July: Japan launches a probe to Mars, joining the United States and Russia as an outer space-exploring nation.
August: The first RFID human implantation is tested in the United Kingdom.
September: Google, Inc. is founded in Menlo Park, California, by Stanford University PhD candidates Larry Page and Sergey Brin.
October: Hurricane Mitch makes landfall in Central America, killing an estimated 18,000 people.
November: A Russian Proton rocket is launched from the Baikonur Cosmodrome in Kazakhstan, carrying the first segment of the International Space Station, the 21 ton Zarya Module.
December: U.S. President Bill Clinton orders airstrikes on Iraq. UNSCOM withdraws all weapons inspectors from Iraq.
The year Phil Hartman died is to me one of an escalating and evolving culture, mimicking continued technological advancements and new levels of just about everything… Looking back at what music albums were released in ’98, it is a bit mindboggling, as there are envelope pushing albums in just about every genre.
This year was the first year I was really able to keep up with most new music, as I had been living in Chicago for a bit at this point, and knew where virtually all the record stores were. It was also the time where I lived in 3 completely different places: downtown Chicago, Davenport, IA (my only brief stay outside living in IL), and uptown, Chicago. (I’d end up staying in uptown for quite a long time).

**AIM**
From the year-in-review text, list the three places where the writer says they lived that year.

**RECORD EXTRACTS**

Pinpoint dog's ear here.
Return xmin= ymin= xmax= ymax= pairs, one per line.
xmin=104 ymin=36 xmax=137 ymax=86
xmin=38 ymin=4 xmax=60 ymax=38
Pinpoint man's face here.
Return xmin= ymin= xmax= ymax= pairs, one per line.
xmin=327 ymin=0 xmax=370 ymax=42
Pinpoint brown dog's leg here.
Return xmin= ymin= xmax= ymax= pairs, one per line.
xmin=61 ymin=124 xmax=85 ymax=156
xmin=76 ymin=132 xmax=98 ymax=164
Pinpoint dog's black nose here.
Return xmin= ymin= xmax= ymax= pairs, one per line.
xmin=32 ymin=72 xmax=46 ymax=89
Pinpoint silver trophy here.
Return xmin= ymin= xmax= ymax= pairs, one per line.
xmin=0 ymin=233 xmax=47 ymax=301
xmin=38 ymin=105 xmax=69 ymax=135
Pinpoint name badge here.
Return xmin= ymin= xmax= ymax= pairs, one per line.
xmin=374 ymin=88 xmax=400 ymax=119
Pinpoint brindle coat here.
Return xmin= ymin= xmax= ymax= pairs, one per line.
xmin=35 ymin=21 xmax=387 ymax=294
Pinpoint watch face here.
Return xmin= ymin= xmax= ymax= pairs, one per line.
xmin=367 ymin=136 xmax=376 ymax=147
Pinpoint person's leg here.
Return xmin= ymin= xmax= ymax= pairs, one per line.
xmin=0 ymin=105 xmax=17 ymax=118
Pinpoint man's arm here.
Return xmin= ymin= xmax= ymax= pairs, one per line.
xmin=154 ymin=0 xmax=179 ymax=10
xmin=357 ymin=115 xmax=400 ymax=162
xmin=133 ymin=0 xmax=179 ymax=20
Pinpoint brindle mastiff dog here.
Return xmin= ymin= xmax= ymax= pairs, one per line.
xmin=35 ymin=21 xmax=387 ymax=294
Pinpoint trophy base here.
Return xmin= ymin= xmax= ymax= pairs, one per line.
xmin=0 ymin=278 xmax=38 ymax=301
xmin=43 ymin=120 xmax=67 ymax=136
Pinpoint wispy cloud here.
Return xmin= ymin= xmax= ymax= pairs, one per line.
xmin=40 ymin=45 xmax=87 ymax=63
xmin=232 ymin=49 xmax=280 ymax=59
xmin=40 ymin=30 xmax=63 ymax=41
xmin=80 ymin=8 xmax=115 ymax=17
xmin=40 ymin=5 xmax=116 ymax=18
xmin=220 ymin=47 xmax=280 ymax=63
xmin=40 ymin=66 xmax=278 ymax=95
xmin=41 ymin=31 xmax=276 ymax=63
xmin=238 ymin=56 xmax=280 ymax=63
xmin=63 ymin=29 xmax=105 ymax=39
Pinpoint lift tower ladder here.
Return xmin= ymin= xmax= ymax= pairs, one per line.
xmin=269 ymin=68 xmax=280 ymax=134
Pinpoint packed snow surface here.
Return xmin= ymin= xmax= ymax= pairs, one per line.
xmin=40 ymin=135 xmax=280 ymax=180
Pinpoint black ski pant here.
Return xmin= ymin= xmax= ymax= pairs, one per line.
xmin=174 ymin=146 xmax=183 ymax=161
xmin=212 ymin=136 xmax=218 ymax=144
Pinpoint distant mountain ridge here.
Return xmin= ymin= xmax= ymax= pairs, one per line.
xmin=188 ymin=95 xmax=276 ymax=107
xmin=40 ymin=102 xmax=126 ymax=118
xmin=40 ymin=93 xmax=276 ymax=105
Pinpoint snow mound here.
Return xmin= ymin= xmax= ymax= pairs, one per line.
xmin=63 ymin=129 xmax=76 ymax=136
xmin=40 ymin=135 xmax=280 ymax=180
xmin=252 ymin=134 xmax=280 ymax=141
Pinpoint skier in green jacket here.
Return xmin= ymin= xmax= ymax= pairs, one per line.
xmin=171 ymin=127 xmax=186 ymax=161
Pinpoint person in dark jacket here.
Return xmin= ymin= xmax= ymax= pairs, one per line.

**WRITTEN ANSWER**
- Downtown Chicago
- Davenport, IA
- Uptown, Chicago